● ZITIERTER AUSSCHNITT
────

Dr. Klaus Heer

20min online vom 9. Februar 2013
Stacks Image 94083

«Auch offene Beziehungen werden langweilig»

Abenteuer ausserhalb der Partnerschaft sollen emotionale und sexuelle Langeweile verhindern. Für Paartherapeut Klaus Heer sind offene Beziehungen trotzdem zum Scheitern verurteilt.

INTERVIEW: EMIL KELLER
Kann ein Mensch in einer monogamen Beziehung ein Leben lang glücklich bleiben?

Klaus Heer: Kommt drauf an, was man sich unter glücklich sein vorstellt. Wenn man sich ausmalt, ein Leben lang verliebt zu sein, dann ist es unmöglich. Diese Phase dauert durchschnittlich nur 90 Tage. In dieser Zeit sind wir hormonbetrunken. Danach kommt man wieder zur Vernunft.

Also verliebt man sich während einer längeren Beziehung wahrscheinlich mal in eine andere Person. Wäre eine polyamore Beziehung dann nicht die Lösung?

Ich glaube nicht, dass solche Beziehungen auf Dauer funktionieren. Es werden zwar immer wieder Erfolgsgeschichten erzählt. Das sind aber höchstens Gerüchte von Geschäftemachern. Partnervermittlungen sind daran interessiert, den Umsatz möglichst hochzuhalten.

Wir haben mit einem polyamoren Paar gesprochen, das nach drei Jahren immer noch glücklich ist.

────

● VORLIEGENDES MATERIAL
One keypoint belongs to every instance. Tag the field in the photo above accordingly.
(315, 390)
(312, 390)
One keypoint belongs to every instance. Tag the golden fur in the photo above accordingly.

────

● AUFGABE A
Beantworte anhand des Interviews über offene Beziehungen diese Fragen:
(i) Wie lange dauert nach Klaus Heer die Phase des Verliebtseins durchschnittlich?
(ii) Wer ist nach seinen Worten daran interessiert, den Umsatz möglichst hochzuhalten?
(iii) Nach wie vielen Jahren ist das polyamore Paar, mit dem gesprochen wurde, immer noch glücklich?
● AUFGABE B
Schreibe das Interview über offene Beziehungen im Anschluss an seinen letzten Satz weiter.

● LÖSUNG A
(i) Durchschnittlich nur 90 Tage.
(ii) Partnervermittlungen.
(iii) Nach drei Jahren.

● LÖSUNG B
Was sind schon drei Jahre? Die Frage ist, wie sie die nächsten Jahrzehnte überstehen. Man sollte sich auf den gesunden Menschenverstand verlassen. Jemand, der liebt, der will und kann diese Person nicht mit jemand anderem teilen. Es gibt Leute, die wagen diesen ideologisch tollkühnen Sprung. Doch geht das höchstens ein oder zwei Jahre gut.

Warum funktioniert es nicht?

Die naive Idee ist, dass beide Partner sich gleichzeitig nach aussen verlieben. Schön wärs! Einer fällt immer raus, lebt im Schatten des anderen. Am Anfang ist das vielleicht spannend, man kann sich aufregende Dinge erzählen. Doch irgendwann wird das langweilig.

Sind also alle Beziehungsformen auf die Dauer zur Langeweile verurteilt?

Wenn man mit Investitionen knapp und geizig ist, hat das zur Folge, dass Beziehungen langweilig werden. Die Spannung ist dann weg. Man muss zusammen suchen, was es braucht, damit die Beziehung wieder gut wird.

Hatten Sie auch schon polyamuröse Paare in der Therapie?

Ja, schon einige. Sie sind meist überfordert mit der eigenen Weltanschauung. Sie müssen einen ideologischen Graben überspringen, doch der Graben ist viel zu breit. Meistens fühlt sich einer der Partner zu etwas gedrängt, das er eigentlich gar nicht will. Das kann verletzend sein. Und zerstörerisch für die Beziehung.

Haben Sie sich schon überlegt eine offene Beziehung zu führen?

Noch nie. Dabei habe ich doch die 68er Bewegung miterlebt.

Warum ist uns dieser Gedanke so fremd?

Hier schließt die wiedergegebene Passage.